**Text to read**
------------------------------

We're not buying these small companies with no revenue without taking a flier saying one to three to five years, maybe they'll generate some revenue for us. And for the next three to five years, they're going to be bleeding money for us. That is not our model. 

First outreach

Given the fact that I've been doing this as long as I have, usually, we can identify a good way for a warm outreach. Because the last thing I want to be doing as a cold outreach, those are tougher. 

I will leverage my network to get warm introductions to company CEOs, just to have a dialogue, just to make the connection.

The cold outreaches are tougher, but I've been doing this a long time and I have a pretty decent hit rate with the cold outreaches too. 

It would be sort of just introducing who I am, introducing Progress and that I've heard about their company through dialogue that I've had with my sales team, with my product team and we'd love to just get to know them. I try to be a lot more smooth and not as aggressive of an initial outreach.

I love the in-person. I love going to the bank and conferences where I can meet with 10, 15 companies face-to-face during the day.

------------------------------

[Recorded data]
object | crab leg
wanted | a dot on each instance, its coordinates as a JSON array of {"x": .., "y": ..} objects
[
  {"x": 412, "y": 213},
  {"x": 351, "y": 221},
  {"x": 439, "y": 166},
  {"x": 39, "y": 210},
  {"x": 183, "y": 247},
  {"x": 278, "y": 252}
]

------------------------------

**What to work on**
a. In the text about reaching out to companies for acquisition, what does the speaker refer to with the word "my"?
b. Could you carry the text about outreach to acquisition targets further, picking up right after its final sentence?

**Final results**
a. my network, my sales team, my product team

b.
We are starting to get back on the road a little bit more. But a lot of the initial conversations are typically on Zoom or Teams, just because it's too early to just say, you’re flying to city X and meet with this random company that I have no idea if there's going to be any vision maps whatsoever.

Understand the business history 

  • Where it got started?
  • Where it is today? 
  • Understand the products that a little bit better and how it's differentiated. 
  • Understand why they win, understand why they lose?

Trying to get a feel for the company:

  • The people in the company
  • How big of a team is it? Is the entire team located in one place? 
  • Do they leverage low-cost centers for some of their development? 

Getting a feel for the customer

  • The size of the customers
  • The sales motion
  • Understand what the big drivers are, and where they are in their life cycle? 
  • Are they at a point where they're going to be thinking about selling soon?
  • Are they at a point where they're in full execution mode and they're fully capitalized for the next three years? And they're just going to go for the stars. 

Building the business case to get the buy-in

If it's a competitive process or if it's a banker-led process, the key things that we get upfront are the confidential information memorandum. It's usually like 50 to 60 pages and covers all the key areas that you want to understand about the business. 

Get a financial pack, which gives you all the detail of the financials, everything from ARR trends to customer concentration, to how has your objects built up? What's in your cost of goods sold, giving you really good visibility into the financials and then the anonymous employee census.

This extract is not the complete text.